- [Task set]
**1.** From the article on Maine's yellow flag law below, extract the passage that begins with the words containing "The most recent" and ends with "records management system.", copying it word for word.
**2.** Translate this sentence from the article on Maine's yellow flag law below into Spanish: "The 15-member panel has reviewed 20 shootings by police since its creation in 2019."

- [Source extract]
*-*-*

Maine is still not taking full advantage of its “yellow flag” law to temporarily confiscate firearms from people who are a threat to themselves or others, according to a panel that reviews police shootings in the state.

But officials have finally put a telehealth system in place that could change that.

The Maine Deadly Force Review Panel published its annual report this week and again called for more connections between police and mental health service agencies.

The 15-member panel has reviewed 20 shootings by police since its creation in 2019. Twelve resulted in deaths. In every case, the person involved was a white male, often living in a rural and isolated area, and known in the community to be violent. Three-quarters were experiencing mental health crises, and all had a weapon at hand. Others had a history of substance use and domestic violence.

“When we’re looking at the use of deadly force in the state of Maine, the themes are consistent across all the reviews that have been done now for many years,” said Francine Garland Stark, co-chair of the deadly force panel and executive director of the Maine Coalition to End Domestic Violence.

The most recent report includes a number of recommendations, including more training in the use of less-lethal weapons and a common records management system.


“What we have been recommending in all of our reports is really an increased collaboration between our law enforcement and people that are providing services across all those issues of mental health treatment, substance use disorder treatment, domestic violence intervention,” Garland Stark said.

*-*-*

Dataset entries
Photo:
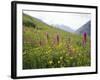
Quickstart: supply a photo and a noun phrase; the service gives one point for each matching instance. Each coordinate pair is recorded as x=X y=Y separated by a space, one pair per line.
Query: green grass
x=42 y=52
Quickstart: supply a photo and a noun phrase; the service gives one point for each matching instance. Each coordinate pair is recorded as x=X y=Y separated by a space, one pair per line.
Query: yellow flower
x=61 y=57
x=50 y=62
x=58 y=62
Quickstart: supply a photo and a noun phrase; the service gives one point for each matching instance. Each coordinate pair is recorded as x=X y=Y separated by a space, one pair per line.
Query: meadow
x=45 y=46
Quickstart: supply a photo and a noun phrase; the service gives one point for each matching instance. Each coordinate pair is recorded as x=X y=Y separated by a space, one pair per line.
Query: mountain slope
x=85 y=28
x=65 y=28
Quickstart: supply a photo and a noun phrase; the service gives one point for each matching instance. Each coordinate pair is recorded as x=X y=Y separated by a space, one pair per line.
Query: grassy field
x=47 y=47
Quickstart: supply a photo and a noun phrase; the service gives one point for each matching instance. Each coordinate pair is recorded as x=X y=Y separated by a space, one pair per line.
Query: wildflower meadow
x=45 y=46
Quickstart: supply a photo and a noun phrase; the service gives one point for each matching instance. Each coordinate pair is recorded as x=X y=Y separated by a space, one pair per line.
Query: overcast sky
x=72 y=20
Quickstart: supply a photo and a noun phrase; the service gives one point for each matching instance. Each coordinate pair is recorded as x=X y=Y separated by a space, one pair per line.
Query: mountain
x=85 y=28
x=65 y=28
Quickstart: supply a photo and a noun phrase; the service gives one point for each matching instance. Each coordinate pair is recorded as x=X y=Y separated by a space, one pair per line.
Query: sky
x=72 y=20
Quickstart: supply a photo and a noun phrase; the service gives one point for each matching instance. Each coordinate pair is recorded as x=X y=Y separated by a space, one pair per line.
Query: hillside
x=65 y=28
x=45 y=46
x=85 y=28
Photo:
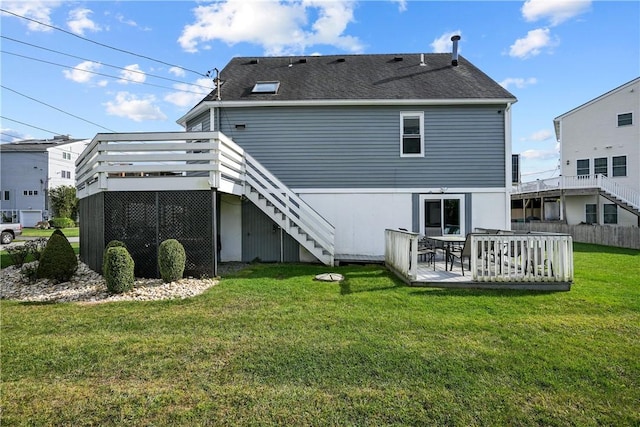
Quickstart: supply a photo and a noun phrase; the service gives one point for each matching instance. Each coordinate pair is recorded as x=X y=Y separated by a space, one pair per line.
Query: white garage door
x=30 y=218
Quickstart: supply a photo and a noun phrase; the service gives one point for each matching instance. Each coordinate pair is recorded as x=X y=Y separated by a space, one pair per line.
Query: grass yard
x=270 y=346
x=35 y=232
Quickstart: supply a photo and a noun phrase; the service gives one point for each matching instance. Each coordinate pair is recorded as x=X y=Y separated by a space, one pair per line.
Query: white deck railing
x=160 y=161
x=165 y=161
x=507 y=258
x=611 y=186
x=401 y=253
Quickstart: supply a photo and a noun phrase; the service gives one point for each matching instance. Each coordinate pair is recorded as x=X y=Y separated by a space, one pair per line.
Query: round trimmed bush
x=62 y=222
x=118 y=269
x=111 y=244
x=58 y=261
x=171 y=260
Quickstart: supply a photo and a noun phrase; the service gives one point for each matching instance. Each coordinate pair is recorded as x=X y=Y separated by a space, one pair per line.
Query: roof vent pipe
x=454 y=53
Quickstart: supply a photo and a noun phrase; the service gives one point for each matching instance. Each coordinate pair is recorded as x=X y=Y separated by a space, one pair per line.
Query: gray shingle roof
x=358 y=77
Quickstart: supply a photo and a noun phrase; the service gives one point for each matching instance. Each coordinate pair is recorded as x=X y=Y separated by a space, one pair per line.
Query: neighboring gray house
x=29 y=169
x=360 y=143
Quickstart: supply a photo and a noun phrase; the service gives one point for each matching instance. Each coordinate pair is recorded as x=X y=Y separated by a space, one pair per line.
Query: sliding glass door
x=442 y=214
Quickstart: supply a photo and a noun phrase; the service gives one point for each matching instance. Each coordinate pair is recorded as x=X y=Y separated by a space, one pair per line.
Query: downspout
x=508 y=178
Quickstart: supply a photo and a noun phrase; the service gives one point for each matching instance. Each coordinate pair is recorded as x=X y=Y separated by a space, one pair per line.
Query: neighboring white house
x=599 y=163
x=29 y=169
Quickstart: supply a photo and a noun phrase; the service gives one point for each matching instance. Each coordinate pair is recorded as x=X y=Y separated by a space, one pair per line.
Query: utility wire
x=101 y=44
x=31 y=126
x=102 y=63
x=56 y=108
x=99 y=74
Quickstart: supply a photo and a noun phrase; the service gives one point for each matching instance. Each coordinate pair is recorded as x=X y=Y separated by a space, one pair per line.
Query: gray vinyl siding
x=345 y=147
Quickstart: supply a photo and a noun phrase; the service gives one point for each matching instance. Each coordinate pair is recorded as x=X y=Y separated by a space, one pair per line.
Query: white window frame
x=440 y=197
x=412 y=114
x=622 y=114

*-*-*

- [Answers given]
**1.**
The most recent report includes a number of recommendations, including more training in the use of less-lethal weapons and a common records management system.

**2.** El panel de 15 miembros ha revisado 20 tiroteos por parte de la policía desde su creación en 2019.